**Selected excerpt:**
■ ■ ■

Thou I don't think i'd go through the trouble; it's just simpler/cheaper to buy new cultures


----------



## tongo (Jul 29, 2007)

yeah I agree spend the extra 15 dollars for new cultures. Not worth the possible headache down the road.


----------



## jdgators (Oct 27, 2012)

Thanks! Advice to discard taken. Starting new build this week.


----------



## chillplants (Jul 14, 2008)

Excuse the derailment of the thread, but what is the proper way to discard old substrate loaded with insects?


----------



## epiphytes etc. (Nov 22, 2010)

Double bag and put into the garbage stream.


----------



## Pubfiction (Feb 3, 2013)

chillplants said:


> Excuse the derailment of the thread, but what is the proper way to discard old substrate loaded with insects?


There is no one proper way, there are different levels of what you are willing to do. 

Autoclave or pressure cook it for an several hours would be the best. 
You can dump it in a bucket of 10% bleach, make sure there is much more water / bleach than soil, like 5x the volume. 
You could bake it for hours in the oven if you don't have a way to pressure cook or boil the volume. 
Mediocre stuff is like putting it in a couple trash bags, you hope it makes it all the way to the dump and is there long enough for everything to die before it can find its way out.


----------

■ ■ ■

**Challenges:**
A. In the forum thread on discarding old substrate, transcribe the passage from "## Pubfiction (Feb" up to and including "boil the volume.".
B. List every username that appears as a post header in the forum thread on discarding old substrate.

**Given material:**
■ ■ ■

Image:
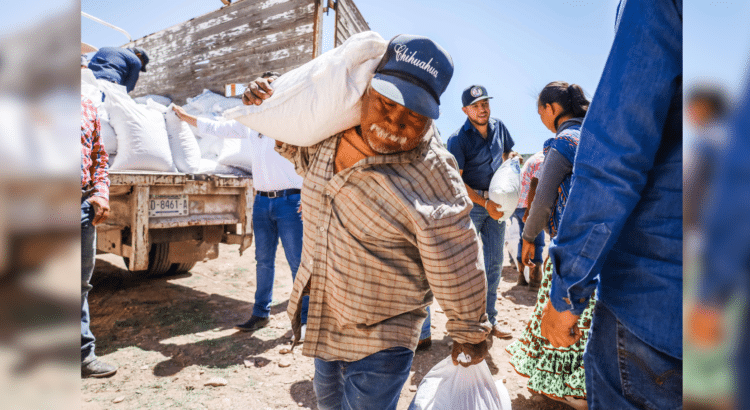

■ ■ ■

**Answers in order:**
A.
## Pubfiction (Feb 3, 2013)

chillplants said:


> Excuse the derailment of the thread, but what is the proper way to discard old substrate loaded with insects?


There is no one proper way, there are different levels of what you are willing to do. 

Autoclave or pressure cook it for an several hours would be the best. 
You can dump it in a bucket of 10% bleach, make sure there is much more water / bleach than soil, like 5x the volume. 
You could bake it for hours in the oven if you don't have a way to pressure cook or boil the volume.

B.
tongo
jdgators
chillplants
epiphytes etc.
Pubfiction